• GIVEN REQUEST A
According to the 1999 technical presentation abstracts, who gave the talk on microbial corrosion of stainless steels in marine mud?

• SUPPLIED TEXT
Past Abstracts - 1999 part 1

Technical Presentations July 1999

1 "Guidelines for design and use of Titanium Heat Exchangers in marine and offshore applications", David Peacock (TIG)

It was emphasised that all the necessary data for heat exchanger design were available and examples of water velocity adjustment, support plate spacings and correction factors for heat transfer were given.

The use of Ti for heat exchangers can provide considerable cost savings, weight savings and improved power output and reliability.

2 "Examination of coating failure in marine environments using scanning acoustic microscopy", John Sykes (Oxford University)

Images and scans of coatings before immersion, after periods of immersion and after drying were shown. Features such as loss of adhesion, swelling of the coating and water-filled blisters were detected and the observations were correlated with results of lap shear tests. The effect of coating thickness was examined. A typical multi-component paint system for an automotive application was tested and no change in properties could be detected during the test period.

Initial studies on filiform corrosion of aluminium were also reported.

3 "Microbial corrosion of some stainless steels in marine mud", Roger Francis (Weir Materials)

4 "Corrosion monitoring - fact or fiction" Colin Britton

A definition of corrosion monitoring is given together with a brief review of the methods available to apply the technology. The distinction between monitoring and inspection of corrosion is noted although recent developments have 'bridged' the two technologies. Note that the corrosion monitoring under discussion here relates largely to internal monitoring in various process plant. The monitoring of cathodic protection systems is not considered.

• INPUT FOR THIS TASK
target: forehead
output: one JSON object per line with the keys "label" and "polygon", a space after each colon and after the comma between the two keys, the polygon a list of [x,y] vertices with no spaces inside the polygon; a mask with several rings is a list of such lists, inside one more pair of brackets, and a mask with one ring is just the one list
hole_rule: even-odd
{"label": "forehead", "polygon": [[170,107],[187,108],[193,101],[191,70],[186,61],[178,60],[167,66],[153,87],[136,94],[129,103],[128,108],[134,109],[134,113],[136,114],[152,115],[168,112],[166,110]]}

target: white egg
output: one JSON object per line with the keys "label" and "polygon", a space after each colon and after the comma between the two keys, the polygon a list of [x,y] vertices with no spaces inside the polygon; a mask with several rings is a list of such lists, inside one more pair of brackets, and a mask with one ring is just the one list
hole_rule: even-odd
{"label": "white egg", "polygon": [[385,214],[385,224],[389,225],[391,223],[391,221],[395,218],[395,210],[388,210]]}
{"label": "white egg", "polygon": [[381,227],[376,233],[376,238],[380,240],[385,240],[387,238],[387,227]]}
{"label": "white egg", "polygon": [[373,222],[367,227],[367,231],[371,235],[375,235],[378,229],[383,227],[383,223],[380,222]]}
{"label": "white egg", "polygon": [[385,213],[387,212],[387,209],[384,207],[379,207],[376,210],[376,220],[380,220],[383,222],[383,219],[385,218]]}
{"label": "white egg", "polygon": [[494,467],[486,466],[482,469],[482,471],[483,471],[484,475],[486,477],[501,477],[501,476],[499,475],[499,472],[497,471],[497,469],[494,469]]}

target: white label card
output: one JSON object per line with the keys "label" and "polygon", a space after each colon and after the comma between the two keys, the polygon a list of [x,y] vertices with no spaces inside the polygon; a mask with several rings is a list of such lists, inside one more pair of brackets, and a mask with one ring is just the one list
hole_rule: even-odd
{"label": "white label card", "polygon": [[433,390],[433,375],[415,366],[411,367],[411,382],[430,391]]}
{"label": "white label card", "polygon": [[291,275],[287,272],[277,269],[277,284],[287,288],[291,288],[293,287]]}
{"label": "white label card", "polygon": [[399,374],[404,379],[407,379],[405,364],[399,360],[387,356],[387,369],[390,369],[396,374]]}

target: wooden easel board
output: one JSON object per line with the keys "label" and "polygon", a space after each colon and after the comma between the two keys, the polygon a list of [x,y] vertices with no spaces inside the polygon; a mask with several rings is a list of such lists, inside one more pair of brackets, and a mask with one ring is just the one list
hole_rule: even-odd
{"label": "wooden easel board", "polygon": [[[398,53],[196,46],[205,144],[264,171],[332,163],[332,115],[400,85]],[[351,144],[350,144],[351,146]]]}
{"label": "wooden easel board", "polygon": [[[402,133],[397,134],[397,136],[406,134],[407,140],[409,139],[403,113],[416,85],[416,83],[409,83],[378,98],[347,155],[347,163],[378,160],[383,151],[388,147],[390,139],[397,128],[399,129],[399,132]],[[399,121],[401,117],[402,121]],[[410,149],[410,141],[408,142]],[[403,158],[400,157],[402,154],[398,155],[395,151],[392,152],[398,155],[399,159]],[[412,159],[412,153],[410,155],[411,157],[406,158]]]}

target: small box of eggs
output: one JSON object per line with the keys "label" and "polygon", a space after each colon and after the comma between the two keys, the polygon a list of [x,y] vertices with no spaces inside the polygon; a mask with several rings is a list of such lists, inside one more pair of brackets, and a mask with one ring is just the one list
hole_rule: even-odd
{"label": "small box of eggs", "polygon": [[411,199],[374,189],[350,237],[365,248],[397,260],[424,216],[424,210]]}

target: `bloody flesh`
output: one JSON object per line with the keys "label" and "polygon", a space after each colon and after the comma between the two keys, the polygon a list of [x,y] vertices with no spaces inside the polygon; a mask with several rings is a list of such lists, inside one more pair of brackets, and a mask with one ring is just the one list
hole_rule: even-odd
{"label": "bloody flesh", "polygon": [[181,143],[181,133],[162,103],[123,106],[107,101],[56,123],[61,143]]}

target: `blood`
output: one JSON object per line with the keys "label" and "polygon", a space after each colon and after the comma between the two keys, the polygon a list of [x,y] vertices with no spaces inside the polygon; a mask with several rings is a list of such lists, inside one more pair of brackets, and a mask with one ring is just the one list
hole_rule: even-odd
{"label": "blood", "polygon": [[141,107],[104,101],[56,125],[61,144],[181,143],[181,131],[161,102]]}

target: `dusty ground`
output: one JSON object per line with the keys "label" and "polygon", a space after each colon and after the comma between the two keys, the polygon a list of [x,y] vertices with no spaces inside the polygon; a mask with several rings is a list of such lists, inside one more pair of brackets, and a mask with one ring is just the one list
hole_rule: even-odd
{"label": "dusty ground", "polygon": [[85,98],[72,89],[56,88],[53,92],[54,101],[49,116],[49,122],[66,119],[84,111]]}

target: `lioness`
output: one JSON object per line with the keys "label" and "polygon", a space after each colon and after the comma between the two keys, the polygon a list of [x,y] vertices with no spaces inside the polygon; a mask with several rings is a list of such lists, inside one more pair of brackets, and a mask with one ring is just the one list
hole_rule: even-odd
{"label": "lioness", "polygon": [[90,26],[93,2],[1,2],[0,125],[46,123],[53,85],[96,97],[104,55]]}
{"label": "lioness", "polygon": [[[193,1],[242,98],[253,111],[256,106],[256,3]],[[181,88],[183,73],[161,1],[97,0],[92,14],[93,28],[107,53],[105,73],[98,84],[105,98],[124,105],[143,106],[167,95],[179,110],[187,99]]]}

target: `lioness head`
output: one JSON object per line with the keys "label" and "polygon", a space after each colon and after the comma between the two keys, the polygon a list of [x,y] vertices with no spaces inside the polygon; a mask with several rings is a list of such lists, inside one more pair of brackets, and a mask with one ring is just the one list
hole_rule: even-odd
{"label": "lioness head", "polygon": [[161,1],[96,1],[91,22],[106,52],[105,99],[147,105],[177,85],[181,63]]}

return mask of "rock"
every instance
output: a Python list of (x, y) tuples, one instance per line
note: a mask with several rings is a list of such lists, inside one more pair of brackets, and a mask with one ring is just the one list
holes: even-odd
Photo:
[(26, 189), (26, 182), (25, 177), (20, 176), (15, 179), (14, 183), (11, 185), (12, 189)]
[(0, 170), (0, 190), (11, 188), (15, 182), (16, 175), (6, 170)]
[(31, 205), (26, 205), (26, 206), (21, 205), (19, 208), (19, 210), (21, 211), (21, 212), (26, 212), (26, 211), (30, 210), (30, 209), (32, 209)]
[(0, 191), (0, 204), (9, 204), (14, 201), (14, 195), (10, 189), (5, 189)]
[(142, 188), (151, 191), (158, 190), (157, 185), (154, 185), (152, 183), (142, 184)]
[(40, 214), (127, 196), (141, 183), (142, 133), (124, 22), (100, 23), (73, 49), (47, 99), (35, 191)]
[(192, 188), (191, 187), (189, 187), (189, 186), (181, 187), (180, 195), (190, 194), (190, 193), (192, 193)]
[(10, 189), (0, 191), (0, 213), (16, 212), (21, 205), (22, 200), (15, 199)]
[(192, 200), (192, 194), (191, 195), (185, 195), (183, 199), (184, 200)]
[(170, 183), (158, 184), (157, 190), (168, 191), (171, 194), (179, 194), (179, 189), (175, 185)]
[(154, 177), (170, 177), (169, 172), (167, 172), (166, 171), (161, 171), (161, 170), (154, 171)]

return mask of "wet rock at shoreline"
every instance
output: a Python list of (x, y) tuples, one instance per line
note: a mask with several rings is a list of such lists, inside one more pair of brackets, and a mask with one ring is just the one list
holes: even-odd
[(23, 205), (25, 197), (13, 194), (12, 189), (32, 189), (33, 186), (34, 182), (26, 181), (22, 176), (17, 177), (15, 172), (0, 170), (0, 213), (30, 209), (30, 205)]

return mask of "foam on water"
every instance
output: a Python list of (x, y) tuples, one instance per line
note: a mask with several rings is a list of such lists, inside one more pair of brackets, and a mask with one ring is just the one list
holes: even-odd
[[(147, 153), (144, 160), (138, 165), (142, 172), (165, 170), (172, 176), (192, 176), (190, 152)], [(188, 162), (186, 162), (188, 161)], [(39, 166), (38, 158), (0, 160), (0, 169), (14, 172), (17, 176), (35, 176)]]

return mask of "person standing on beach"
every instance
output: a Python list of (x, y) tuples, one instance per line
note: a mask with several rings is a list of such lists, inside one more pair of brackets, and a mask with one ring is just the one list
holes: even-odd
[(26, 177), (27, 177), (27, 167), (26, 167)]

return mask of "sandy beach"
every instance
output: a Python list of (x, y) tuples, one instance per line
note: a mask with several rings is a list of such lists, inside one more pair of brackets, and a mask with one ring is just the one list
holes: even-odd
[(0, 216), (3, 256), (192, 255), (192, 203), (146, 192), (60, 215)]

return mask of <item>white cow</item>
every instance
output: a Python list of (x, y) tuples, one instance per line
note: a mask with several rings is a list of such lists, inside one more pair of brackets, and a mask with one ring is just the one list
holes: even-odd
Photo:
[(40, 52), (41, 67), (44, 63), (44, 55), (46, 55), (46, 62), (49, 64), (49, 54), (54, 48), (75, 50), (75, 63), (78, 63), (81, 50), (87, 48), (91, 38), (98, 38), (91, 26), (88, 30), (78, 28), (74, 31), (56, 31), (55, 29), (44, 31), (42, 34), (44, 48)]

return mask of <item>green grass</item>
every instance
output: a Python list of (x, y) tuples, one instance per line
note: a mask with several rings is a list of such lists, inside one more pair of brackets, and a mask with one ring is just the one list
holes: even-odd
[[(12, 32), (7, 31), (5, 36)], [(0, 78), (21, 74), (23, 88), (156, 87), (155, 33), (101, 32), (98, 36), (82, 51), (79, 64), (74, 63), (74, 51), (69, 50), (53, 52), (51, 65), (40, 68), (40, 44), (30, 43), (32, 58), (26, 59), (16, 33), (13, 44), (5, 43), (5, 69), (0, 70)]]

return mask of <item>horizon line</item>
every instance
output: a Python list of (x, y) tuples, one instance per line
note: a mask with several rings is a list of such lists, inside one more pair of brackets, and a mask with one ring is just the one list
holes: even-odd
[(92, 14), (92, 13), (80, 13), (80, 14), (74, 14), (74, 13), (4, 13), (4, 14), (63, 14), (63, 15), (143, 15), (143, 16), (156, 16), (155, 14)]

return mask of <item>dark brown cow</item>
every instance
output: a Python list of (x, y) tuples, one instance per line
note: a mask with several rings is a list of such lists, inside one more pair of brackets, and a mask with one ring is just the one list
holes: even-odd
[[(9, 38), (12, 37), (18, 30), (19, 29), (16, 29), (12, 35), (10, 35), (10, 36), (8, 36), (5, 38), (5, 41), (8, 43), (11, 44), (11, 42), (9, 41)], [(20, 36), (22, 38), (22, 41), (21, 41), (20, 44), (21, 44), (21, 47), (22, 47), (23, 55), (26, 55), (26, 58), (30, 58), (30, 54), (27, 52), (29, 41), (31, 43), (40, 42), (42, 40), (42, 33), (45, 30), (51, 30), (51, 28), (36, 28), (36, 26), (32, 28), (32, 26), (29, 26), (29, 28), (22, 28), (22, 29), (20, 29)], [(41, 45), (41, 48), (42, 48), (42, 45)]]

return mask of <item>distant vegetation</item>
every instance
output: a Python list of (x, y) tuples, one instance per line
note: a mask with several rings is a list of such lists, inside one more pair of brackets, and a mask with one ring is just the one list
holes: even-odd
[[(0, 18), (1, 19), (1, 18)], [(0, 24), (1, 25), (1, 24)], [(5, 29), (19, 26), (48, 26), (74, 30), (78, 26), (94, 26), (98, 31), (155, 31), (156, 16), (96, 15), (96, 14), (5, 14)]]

...

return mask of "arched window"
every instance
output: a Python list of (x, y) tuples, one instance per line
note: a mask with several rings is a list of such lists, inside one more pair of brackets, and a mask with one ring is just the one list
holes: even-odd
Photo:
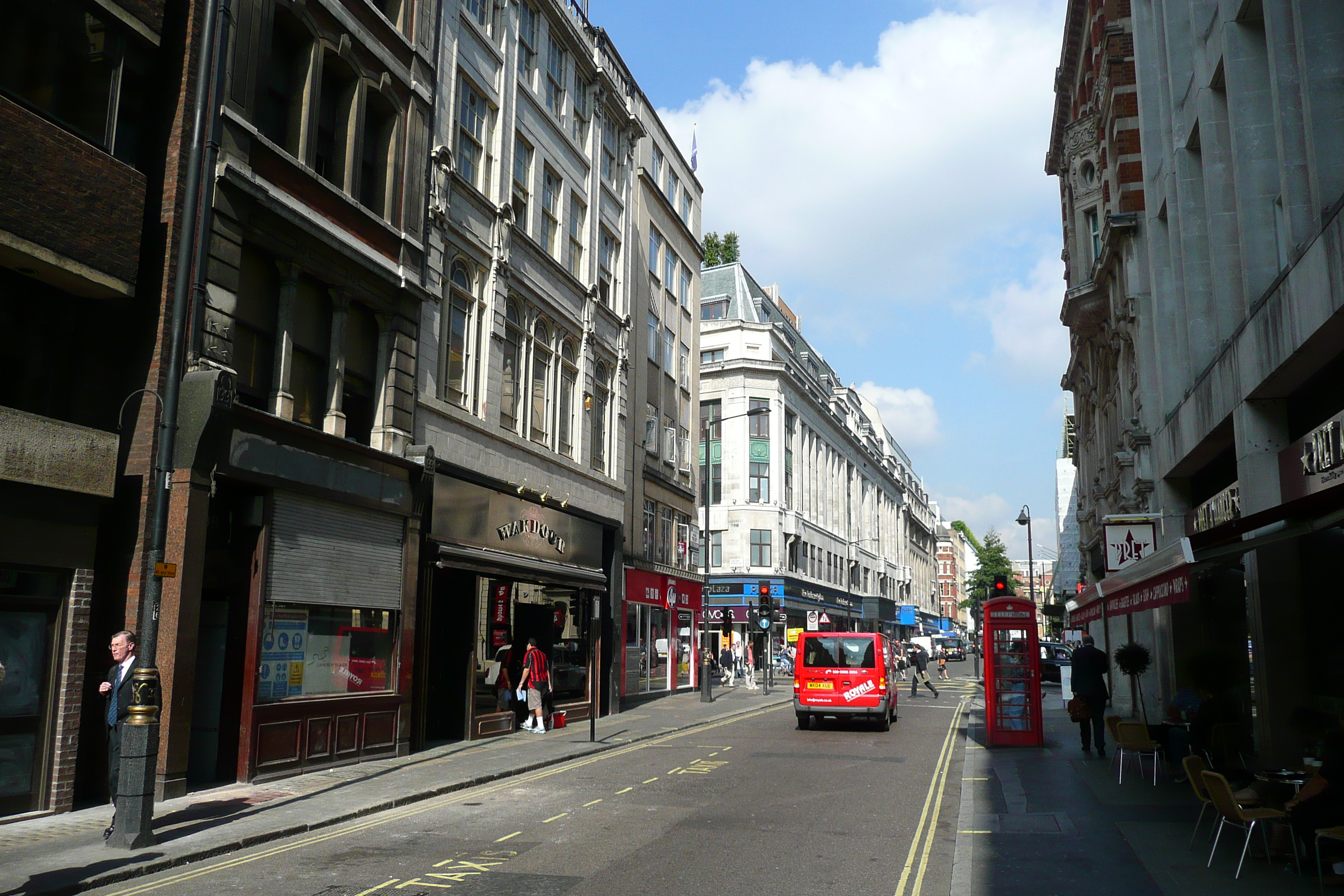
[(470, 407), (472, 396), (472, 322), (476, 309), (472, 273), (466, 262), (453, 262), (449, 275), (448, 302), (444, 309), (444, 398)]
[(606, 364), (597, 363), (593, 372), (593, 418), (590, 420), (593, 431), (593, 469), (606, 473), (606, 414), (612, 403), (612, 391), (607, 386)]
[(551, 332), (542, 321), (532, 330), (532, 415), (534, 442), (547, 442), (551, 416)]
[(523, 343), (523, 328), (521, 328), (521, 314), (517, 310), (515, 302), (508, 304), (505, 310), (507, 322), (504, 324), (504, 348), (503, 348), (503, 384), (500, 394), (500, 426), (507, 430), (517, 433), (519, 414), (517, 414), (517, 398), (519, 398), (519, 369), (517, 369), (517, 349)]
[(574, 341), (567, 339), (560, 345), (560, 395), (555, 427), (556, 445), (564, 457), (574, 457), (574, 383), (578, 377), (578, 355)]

• GIVEN REQUEST B
In the records, reproduce verbatim the lines starting at the one containing "return mask of <item>distant" and ending at the one containing "14), (5, 14)]]", including both of those lines.

• RIGHT ANSWER A
Roger Francis of Weir Materials.

• RIGHT ANSWER B
return mask of <item>distant vegetation</item>
every instance
output: a Python list of (x, y) tuples, one instance per line
note: a mask with several rings is a list of such lists, inside one more pair of brackets, and a mask with one ring is just the one list
holes: even-odd
[[(0, 18), (1, 19), (1, 18)], [(0, 24), (1, 25), (1, 24)], [(5, 29), (19, 26), (48, 26), (74, 30), (78, 26), (94, 26), (98, 31), (155, 31), (156, 16), (96, 15), (96, 14), (5, 14)]]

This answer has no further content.